Данные для задания:
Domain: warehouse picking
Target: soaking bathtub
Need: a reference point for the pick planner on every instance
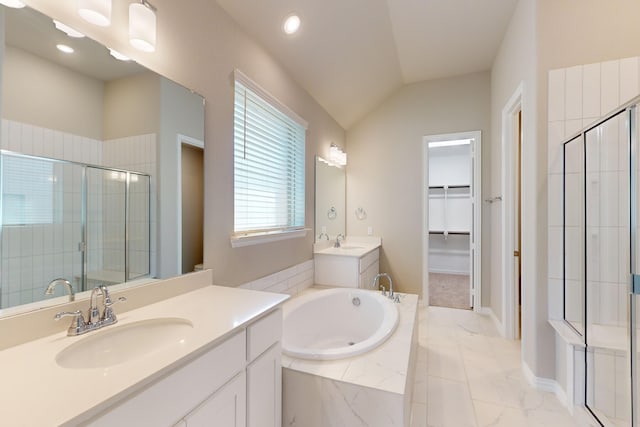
(348, 358)
(337, 323)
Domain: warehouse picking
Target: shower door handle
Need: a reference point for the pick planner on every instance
(635, 284)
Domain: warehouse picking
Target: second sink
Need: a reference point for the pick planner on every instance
(122, 343)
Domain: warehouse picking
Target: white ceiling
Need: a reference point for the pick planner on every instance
(352, 54)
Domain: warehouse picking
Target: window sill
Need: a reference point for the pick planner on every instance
(257, 239)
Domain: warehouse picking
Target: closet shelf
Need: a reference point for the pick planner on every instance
(441, 187)
(460, 233)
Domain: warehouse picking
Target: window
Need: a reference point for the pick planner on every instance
(29, 191)
(269, 163)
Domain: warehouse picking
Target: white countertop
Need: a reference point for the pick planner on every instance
(36, 391)
(350, 247)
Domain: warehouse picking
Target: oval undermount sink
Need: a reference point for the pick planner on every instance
(118, 344)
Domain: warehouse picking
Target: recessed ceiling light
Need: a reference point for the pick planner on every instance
(68, 30)
(64, 48)
(291, 24)
(118, 55)
(16, 4)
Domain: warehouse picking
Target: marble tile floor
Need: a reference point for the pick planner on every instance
(469, 376)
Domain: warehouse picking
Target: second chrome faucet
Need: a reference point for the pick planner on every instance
(97, 319)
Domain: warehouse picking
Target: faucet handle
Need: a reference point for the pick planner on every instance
(78, 325)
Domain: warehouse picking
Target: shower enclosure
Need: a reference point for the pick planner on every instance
(87, 224)
(602, 261)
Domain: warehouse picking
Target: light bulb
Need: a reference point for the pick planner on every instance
(142, 27)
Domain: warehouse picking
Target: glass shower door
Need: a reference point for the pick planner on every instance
(105, 226)
(633, 302)
(607, 242)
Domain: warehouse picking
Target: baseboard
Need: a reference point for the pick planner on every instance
(489, 312)
(545, 384)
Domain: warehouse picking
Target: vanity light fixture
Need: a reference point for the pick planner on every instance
(142, 26)
(16, 4)
(337, 156)
(64, 48)
(118, 55)
(291, 24)
(68, 30)
(97, 12)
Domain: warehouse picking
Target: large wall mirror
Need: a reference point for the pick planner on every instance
(330, 200)
(91, 170)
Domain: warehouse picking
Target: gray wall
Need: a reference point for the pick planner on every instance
(37, 92)
(384, 173)
(132, 106)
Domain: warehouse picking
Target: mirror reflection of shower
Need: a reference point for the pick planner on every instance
(60, 219)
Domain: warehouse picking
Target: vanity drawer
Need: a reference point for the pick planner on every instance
(263, 334)
(170, 398)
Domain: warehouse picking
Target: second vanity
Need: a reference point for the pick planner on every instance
(353, 264)
(220, 361)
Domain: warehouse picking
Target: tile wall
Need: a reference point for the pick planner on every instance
(33, 255)
(579, 96)
(289, 281)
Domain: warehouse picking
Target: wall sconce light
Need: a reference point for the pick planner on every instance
(142, 26)
(97, 12)
(337, 156)
(16, 4)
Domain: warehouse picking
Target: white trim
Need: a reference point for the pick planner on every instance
(509, 296)
(257, 239)
(476, 198)
(264, 94)
(181, 139)
(546, 385)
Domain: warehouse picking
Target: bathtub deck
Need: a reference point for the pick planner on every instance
(374, 388)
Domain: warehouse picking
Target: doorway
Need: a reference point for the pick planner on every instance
(451, 220)
(191, 202)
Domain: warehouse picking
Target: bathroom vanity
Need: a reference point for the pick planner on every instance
(353, 264)
(217, 357)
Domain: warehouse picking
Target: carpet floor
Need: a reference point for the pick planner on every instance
(449, 290)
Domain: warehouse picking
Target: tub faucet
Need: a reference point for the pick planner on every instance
(60, 281)
(377, 279)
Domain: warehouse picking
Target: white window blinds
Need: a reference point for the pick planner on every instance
(269, 161)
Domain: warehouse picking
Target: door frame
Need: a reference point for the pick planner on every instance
(510, 318)
(476, 200)
(180, 140)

Задание: Извлеките из записей выше все строки, где встречается слово «light». Регистр букв учитывается.

Решение задания:
Target: recessed ceiling light
Target: light bulb
Target: vanity light fixture
Target: wall sconce light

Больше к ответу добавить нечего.